My husband just got back from a long vacation with friends. For a number of reasons I didn't join them on their adventure. Some of the reasons are just regular reasons around schedule (I needed to be at work at the time they all could get away) and preference (8 people in a condo isn't exactly my idea of fun) and energy (lot's of plane rides and lot's of time to get there). Check and check. The other reasons were more diabetes related, having to do with ability (I can't scuba dive as a diabetic on the insulin pump) and reticence (I've had bad experiences in the past with people around being seen as pushy and a drag because of the schedule and regimen I need to follow with food and exercise) and a general lack of energy around a big vacation like this one (to plan for all the details of travel and all the unknowns of a new place). And then of course, there was the ever-present fact that I didn't want my diabetes to stand in the way of his fun. I hate that idea and worry about it quite a bit. How to navigate a partnership in light of the unending presence of diabetes is at times challenging. Not insurmountable, but definitely challenging. Like vacations for example. There's more to think about in our case than when you don't have a chronic illness to deal with, that's for sure. In the end, all of this added up to us deciding that he would go and I'd stay home. On paper it made sense, but like so many things, the plan and the experience can be very different.

> Given instruction: In the passage about the vacation, how many people does the writer say would be sharing a condo?

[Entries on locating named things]
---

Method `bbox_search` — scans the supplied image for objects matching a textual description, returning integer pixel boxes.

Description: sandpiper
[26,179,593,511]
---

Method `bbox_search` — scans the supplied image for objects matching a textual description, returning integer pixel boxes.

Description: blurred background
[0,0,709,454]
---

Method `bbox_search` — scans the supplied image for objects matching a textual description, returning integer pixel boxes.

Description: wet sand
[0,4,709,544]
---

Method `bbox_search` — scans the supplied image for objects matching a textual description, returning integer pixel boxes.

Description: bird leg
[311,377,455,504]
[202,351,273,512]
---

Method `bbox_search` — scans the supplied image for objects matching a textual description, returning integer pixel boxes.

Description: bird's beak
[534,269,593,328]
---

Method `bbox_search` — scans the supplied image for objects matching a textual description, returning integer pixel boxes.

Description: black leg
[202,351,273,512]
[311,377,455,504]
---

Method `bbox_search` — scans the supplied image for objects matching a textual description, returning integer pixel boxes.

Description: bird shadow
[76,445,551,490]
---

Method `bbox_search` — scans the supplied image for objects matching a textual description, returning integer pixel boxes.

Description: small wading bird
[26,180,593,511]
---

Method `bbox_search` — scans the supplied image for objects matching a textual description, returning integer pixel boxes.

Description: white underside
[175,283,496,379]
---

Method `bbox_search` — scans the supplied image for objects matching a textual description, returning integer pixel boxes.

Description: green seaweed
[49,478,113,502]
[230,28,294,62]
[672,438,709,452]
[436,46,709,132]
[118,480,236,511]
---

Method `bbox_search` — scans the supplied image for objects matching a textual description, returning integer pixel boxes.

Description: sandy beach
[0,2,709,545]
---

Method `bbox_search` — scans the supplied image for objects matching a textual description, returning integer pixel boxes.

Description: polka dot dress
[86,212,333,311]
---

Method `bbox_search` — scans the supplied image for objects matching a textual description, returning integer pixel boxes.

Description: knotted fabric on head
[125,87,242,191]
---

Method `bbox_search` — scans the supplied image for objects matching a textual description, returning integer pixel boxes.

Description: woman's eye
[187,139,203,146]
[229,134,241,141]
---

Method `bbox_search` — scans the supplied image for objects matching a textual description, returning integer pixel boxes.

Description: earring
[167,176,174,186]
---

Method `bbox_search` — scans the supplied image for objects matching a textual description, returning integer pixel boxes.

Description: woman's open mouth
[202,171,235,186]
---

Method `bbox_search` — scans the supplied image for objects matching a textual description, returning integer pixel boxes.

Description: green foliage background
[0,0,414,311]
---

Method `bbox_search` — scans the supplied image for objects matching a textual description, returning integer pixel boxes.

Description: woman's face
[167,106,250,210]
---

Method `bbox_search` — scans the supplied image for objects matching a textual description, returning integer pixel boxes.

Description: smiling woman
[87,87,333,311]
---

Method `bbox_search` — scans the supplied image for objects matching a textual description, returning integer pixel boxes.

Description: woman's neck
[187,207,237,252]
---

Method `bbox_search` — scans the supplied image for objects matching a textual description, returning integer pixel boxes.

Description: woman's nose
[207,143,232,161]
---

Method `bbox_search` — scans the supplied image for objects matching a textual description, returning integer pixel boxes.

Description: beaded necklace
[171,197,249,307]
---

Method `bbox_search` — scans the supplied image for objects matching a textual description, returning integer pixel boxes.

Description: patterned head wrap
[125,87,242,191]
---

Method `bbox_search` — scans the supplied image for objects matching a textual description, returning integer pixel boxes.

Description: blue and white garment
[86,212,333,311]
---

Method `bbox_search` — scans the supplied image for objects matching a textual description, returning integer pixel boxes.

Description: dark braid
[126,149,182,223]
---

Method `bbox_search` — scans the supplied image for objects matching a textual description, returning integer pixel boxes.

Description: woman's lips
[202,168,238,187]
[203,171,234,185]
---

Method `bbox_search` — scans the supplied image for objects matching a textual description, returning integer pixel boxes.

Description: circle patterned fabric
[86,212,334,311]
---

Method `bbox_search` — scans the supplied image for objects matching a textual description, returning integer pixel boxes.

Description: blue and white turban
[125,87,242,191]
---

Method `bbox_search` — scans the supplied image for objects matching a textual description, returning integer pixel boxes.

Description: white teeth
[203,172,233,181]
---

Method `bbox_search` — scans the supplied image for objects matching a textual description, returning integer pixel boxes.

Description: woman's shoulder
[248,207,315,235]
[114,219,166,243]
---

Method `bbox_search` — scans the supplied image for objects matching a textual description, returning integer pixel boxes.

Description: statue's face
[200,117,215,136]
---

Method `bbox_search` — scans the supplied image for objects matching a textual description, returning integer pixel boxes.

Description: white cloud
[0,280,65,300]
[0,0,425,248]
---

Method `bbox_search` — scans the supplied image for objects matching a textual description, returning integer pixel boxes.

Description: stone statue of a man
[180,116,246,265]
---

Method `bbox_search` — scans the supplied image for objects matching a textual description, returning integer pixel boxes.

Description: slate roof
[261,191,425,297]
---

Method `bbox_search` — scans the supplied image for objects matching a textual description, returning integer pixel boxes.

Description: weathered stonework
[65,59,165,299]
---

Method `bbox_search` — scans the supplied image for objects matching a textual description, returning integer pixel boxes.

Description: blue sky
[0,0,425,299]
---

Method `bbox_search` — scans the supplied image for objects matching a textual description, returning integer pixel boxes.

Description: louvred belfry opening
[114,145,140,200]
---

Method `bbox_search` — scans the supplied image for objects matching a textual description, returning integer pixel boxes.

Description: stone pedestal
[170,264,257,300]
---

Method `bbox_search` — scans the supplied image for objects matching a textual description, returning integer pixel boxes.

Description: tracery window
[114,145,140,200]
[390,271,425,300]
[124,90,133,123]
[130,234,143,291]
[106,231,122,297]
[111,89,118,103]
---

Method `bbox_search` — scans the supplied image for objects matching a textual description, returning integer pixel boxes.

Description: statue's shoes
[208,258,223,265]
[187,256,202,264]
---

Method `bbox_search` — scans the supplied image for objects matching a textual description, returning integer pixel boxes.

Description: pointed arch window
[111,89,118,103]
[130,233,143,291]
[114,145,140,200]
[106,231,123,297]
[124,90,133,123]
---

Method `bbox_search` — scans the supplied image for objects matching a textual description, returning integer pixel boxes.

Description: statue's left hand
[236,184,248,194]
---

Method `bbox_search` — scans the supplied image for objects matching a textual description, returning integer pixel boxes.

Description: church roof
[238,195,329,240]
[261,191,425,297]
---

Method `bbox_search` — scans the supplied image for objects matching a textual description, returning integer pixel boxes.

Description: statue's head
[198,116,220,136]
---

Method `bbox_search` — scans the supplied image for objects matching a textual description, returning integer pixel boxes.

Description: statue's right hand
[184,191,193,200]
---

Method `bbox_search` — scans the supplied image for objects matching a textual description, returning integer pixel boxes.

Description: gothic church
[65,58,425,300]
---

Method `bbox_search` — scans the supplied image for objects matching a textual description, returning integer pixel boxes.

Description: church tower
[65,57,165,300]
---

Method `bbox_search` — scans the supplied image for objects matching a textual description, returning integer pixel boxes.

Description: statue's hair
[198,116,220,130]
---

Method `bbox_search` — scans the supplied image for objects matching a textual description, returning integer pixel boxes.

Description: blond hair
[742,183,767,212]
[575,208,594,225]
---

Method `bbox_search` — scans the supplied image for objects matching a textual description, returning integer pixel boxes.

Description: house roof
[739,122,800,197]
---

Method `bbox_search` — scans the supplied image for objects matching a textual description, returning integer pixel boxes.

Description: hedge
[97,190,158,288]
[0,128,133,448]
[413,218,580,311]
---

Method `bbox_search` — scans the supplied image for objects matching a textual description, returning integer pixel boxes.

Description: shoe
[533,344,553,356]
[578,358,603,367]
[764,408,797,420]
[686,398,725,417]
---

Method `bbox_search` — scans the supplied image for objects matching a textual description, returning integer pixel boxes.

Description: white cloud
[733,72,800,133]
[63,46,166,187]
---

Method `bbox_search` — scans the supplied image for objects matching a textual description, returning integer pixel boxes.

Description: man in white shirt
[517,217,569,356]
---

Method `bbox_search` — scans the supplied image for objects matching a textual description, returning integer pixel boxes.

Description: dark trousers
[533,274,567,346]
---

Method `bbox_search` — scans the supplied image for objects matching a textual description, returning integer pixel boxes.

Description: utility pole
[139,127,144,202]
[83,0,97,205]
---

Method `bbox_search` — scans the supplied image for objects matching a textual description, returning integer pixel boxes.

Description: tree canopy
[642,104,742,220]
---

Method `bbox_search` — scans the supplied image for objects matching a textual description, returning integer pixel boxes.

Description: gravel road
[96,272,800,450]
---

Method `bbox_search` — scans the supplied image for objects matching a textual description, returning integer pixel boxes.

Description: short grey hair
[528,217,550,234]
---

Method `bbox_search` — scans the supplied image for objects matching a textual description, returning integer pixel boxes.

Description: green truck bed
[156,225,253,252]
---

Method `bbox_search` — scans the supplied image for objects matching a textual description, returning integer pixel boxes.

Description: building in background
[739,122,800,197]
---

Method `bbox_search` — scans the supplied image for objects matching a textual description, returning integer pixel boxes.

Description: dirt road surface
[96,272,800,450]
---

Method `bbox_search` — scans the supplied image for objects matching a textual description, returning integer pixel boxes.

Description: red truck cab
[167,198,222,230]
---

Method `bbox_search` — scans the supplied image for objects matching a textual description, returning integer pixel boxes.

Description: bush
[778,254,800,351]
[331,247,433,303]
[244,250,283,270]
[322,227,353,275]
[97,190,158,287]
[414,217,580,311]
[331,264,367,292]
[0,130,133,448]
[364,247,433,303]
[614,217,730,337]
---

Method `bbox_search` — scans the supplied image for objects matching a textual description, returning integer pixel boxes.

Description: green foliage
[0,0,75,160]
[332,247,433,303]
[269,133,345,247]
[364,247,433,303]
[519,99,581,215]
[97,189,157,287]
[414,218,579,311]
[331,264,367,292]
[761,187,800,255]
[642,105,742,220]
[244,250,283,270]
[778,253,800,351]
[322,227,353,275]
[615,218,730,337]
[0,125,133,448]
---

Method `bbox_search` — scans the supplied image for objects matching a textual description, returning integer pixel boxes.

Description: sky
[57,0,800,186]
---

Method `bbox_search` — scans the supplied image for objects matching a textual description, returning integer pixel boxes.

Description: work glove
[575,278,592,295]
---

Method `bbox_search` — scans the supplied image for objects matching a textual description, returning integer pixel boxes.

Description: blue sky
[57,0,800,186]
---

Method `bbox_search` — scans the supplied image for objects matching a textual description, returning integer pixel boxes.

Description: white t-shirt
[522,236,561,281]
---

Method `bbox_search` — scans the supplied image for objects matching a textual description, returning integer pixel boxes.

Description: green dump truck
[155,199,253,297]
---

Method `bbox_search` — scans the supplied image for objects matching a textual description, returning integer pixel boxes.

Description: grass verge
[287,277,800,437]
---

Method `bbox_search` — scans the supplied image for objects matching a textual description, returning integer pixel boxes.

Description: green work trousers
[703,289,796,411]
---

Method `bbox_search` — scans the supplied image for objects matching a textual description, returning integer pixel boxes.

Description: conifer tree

> Full solution: Eight people.